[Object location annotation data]

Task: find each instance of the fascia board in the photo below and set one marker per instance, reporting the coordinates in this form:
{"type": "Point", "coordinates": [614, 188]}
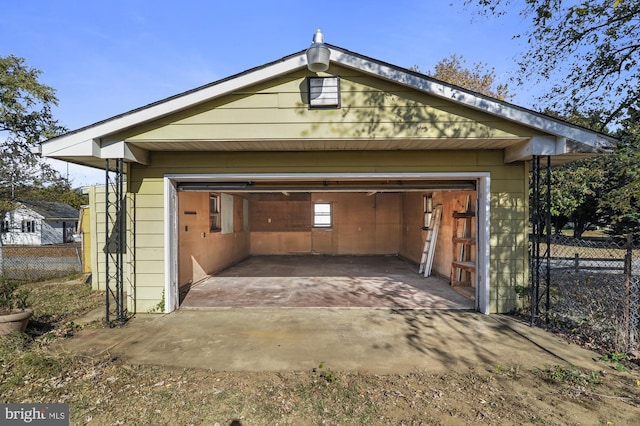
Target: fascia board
{"type": "Point", "coordinates": [480, 103]}
{"type": "Point", "coordinates": [121, 149]}
{"type": "Point", "coordinates": [536, 145]}
{"type": "Point", "coordinates": [137, 117]}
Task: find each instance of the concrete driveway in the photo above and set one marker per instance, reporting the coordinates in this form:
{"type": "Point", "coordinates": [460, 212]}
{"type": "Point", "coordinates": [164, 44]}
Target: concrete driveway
{"type": "Point", "coordinates": [356, 339]}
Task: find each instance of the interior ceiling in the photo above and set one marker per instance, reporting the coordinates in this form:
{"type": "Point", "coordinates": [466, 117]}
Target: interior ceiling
{"type": "Point", "coordinates": [331, 186]}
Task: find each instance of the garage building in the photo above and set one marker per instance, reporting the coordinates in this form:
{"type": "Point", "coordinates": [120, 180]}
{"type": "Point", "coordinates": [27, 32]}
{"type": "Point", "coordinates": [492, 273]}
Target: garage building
{"type": "Point", "coordinates": [361, 159]}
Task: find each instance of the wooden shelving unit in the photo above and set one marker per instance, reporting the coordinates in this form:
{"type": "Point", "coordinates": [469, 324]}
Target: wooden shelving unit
{"type": "Point", "coordinates": [463, 267]}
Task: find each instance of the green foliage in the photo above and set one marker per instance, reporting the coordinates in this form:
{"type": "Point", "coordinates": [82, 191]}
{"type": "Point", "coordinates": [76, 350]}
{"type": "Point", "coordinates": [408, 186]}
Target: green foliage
{"type": "Point", "coordinates": [602, 190]}
{"type": "Point", "coordinates": [25, 119]}
{"type": "Point", "coordinates": [480, 78]}
{"type": "Point", "coordinates": [326, 374]}
{"type": "Point", "coordinates": [581, 53]}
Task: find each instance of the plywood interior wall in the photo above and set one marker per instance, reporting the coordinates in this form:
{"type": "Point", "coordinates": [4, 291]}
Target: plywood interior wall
{"type": "Point", "coordinates": [201, 251]}
{"type": "Point", "coordinates": [279, 224]}
{"type": "Point", "coordinates": [414, 234]}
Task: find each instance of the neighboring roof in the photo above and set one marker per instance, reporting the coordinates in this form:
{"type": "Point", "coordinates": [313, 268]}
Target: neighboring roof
{"type": "Point", "coordinates": [557, 137]}
{"type": "Point", "coordinates": [52, 210]}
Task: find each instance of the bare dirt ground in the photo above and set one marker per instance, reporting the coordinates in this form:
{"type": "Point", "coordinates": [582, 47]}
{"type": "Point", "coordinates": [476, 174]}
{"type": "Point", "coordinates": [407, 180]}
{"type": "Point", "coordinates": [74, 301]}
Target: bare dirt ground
{"type": "Point", "coordinates": [106, 390]}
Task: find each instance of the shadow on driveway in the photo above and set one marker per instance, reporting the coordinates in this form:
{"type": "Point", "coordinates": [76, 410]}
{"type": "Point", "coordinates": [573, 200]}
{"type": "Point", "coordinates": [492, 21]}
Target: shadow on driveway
{"type": "Point", "coordinates": [378, 341]}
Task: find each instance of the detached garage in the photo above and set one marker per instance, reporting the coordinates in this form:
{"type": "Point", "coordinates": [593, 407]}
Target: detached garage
{"type": "Point", "coordinates": [362, 158]}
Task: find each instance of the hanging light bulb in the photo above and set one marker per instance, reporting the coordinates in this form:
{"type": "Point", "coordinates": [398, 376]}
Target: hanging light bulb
{"type": "Point", "coordinates": [318, 54]}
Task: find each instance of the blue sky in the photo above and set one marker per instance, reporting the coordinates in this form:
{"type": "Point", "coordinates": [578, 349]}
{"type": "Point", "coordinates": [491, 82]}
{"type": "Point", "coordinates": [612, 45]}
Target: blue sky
{"type": "Point", "coordinates": [108, 57]}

● **Aim**
Update the listing above by replacing each "marker" with "pin" and keeping everything else the same. Leave the pictures out of your copy.

● **Right answer**
Task: find each instance of the fascia board in the photo below and set one pin per instance, reporting the coordinates in this form:
{"type": "Point", "coordinates": [614, 188]}
Target: fascia board
{"type": "Point", "coordinates": [480, 103]}
{"type": "Point", "coordinates": [121, 149]}
{"type": "Point", "coordinates": [536, 145]}
{"type": "Point", "coordinates": [137, 117]}
Task: find each instance of the concrete driveway in the photo above and set one pin per instance, reporting the coordinates in this form:
{"type": "Point", "coordinates": [460, 212]}
{"type": "Point", "coordinates": [164, 44]}
Target: concrete driveway
{"type": "Point", "coordinates": [356, 339]}
Task: find each instance of the interior ceiling in the photo above and set one pin per instance, reporting the coordinates in this form:
{"type": "Point", "coordinates": [466, 117]}
Target: interior ceiling
{"type": "Point", "coordinates": [331, 186]}
Task: find each instance of the garage building in the photo above and set one pin per instance, reporting the coordinates in this form:
{"type": "Point", "coordinates": [120, 180]}
{"type": "Point", "coordinates": [27, 32]}
{"type": "Point", "coordinates": [492, 273]}
Target: garage building
{"type": "Point", "coordinates": [361, 159]}
Task: find each instance of the wooden shelving unit in the photo above and set one pin per instance, reporting the coordinates in this form:
{"type": "Point", "coordinates": [469, 324]}
Target: wooden shelving unit
{"type": "Point", "coordinates": [463, 267]}
Task: find each instance of the green foliage in the photo above and set one pin per instance, reporting the coordinates in this form:
{"type": "Point", "coordinates": [82, 191]}
{"type": "Point", "coordinates": [76, 350]}
{"type": "Point", "coordinates": [408, 186]}
Target: green foliage
{"type": "Point", "coordinates": [602, 190]}
{"type": "Point", "coordinates": [25, 119]}
{"type": "Point", "coordinates": [480, 78]}
{"type": "Point", "coordinates": [326, 374]}
{"type": "Point", "coordinates": [581, 53]}
Task: find each instance of the plywood interior wall in the photo above and set one pin per instance, reporting the coordinates in this form:
{"type": "Point", "coordinates": [4, 291]}
Target: plywood interior wall
{"type": "Point", "coordinates": [201, 251]}
{"type": "Point", "coordinates": [279, 224]}
{"type": "Point", "coordinates": [414, 234]}
Task: find each instance of the neighboring roof in the photo above and set one pin per instance, reporting the coordinates in this form:
{"type": "Point", "coordinates": [313, 268]}
Target: neighboring roof
{"type": "Point", "coordinates": [557, 137]}
{"type": "Point", "coordinates": [52, 210]}
Task: find each instance of the bare dirt ground in the photo above and set one pin per instance, reporting the coordinates in this form:
{"type": "Point", "coordinates": [582, 47]}
{"type": "Point", "coordinates": [476, 174]}
{"type": "Point", "coordinates": [407, 180]}
{"type": "Point", "coordinates": [74, 301]}
Target: bare dirt ground
{"type": "Point", "coordinates": [106, 390]}
Task: find each instance of the shadow on driveway in the photo above and set one pin per instance, reporting the coordinates in this form:
{"type": "Point", "coordinates": [76, 410]}
{"type": "Point", "coordinates": [573, 200]}
{"type": "Point", "coordinates": [492, 21]}
Target: shadow on driveway
{"type": "Point", "coordinates": [378, 341]}
Task: find each instance of the detached garage in the photo above and set one pin per instance, reporting the coordinates in this form:
{"type": "Point", "coordinates": [593, 407]}
Target: detached garage
{"type": "Point", "coordinates": [362, 158]}
Task: find each instance of the hanging light bulb in the photo above and set one pin per instance, reporting the coordinates in this form:
{"type": "Point", "coordinates": [398, 376]}
Target: hanging light bulb
{"type": "Point", "coordinates": [318, 54]}
Task: find each instance of the blue sky in the photo above and set one pin per instance, reporting the coordinates in this form:
{"type": "Point", "coordinates": [578, 349]}
{"type": "Point", "coordinates": [491, 82]}
{"type": "Point", "coordinates": [612, 45]}
Target: blue sky
{"type": "Point", "coordinates": [108, 57]}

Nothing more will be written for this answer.